§ **SOURCE TEXT**
=-=-=

Specter of the Rose is a 1946 film noir thriller film written and directed by Ben Hecht and starring Judith Anderson, Ivan Kirov, Viola Essen, Michael Chekhov, and Lionel Stander, with choreography by Tamara Geva, and music by George Antheil.

Plot
A male ballet superstar is suspected of murdering his first wife (his former ballet partner) and now possibly threatening his new wife and ballet partner.

Andre Sanine has not performed since his wife's death on stage. He has been haunted by Le Spectre de la Rose, the music being played when she collapsed. But he is willing to attempt a comeback arranged by impresario Max "Poli" Polikoff, who tries to persuade ballet instructor Madame La Sylph that the time has come for Sanine, her former student, to return.

Sanine is to perform with Haidi, the company's new prodigy. As they rehearse, they also fall in love. La Sylph cautions her that she saw Sanine's rage in person before Nina's death. Haidi attempts to keep Sanine by her side for several days, concerned over signs of a relapse in his behavior.

Hearing the music, Sanine picks up a knife and places it at the throat of the sleeping Haidi, the woman he loves. He comes to his senses at the last possible second, then sacrifices himself for her sake.

Cast
 Judith Anderson as Madame La Sylph
 Michael Chekhov as Max Polikoff
 Ivan Kirov as Andre Sanine
 Viola Essen as Haidi
 Lionel Stander as Lionel Gans
 Charles Marshall as Specs McFarlan
 George Shdanoff as Kropotkin
 Billy Gray as Jack Jones
 Juan Panalle as Jibby
 Lew Hearn as Mr. Lyons
 Ferike Boros as Mamochka
 Bert Hanlon as Margolies
 Constantine as Alexis Bloom
 Fred Pollino as Giovanni
 Polly Rose as Olga

Background
Excerpts from the ballet Le Spectre de la Rose, which uses Carl Maria von Weber's piano piece Invitation to the Dance as orchestrated by Hector Berlioz, are featured in the film.

=-=-=

§ **SOURCE DATA**
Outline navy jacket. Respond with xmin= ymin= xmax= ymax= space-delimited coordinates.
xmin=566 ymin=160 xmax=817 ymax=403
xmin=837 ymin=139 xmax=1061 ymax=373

=-=-=

§ **WRITTEN TASK 1**
Answer these from the text on the film Specter of the Rose:
(a) Who wrote and directed the film?
(b) Which actor plays Max Polikoff?
(c) Whose piano piece does the ballet Le Spectre de la Rose use, and what is it called?
§ **WRITTEN TASK 2**
Write what comes next in the article on the film Specter of the Rose, starting after its last sentence.
The material has no role here and can be left aside.

§ **TASK RESPONSE 1**
(a) Ben Hecht
(b) Michael Chekhov
(c) Carl Maria von Weber's Invitation to the Dance

§ **TASK RESPONSE 2**
Adaptation
The screenplay was adapted for the radio series Inner Sanctum Mysteries on August 19, 1946. Ben Hecht appeared and the script was adapted by the playwright and Broadway stage actor Robert Sloane.

Reception
When the film was released, Variety magazine gave the film a mixed review.  The staff wrote, "Ben Hecht, to say the least, has done the expected by coming up with the unusual. Specter of the Rose was obviously a conscious attempt by Hecht to prove on how small a budget he could produce an acceptable picture. Reports are that it cost in the neighborhood of $160,000. The serious defect production wise is a general lack of polish that is at times disturbing ... Hecht’s direction and dialog give the acting a stylized artificiality that grows on the spectator as the picture progresses. Satire of the characterizations makes many of the film’s people virtually caricatures."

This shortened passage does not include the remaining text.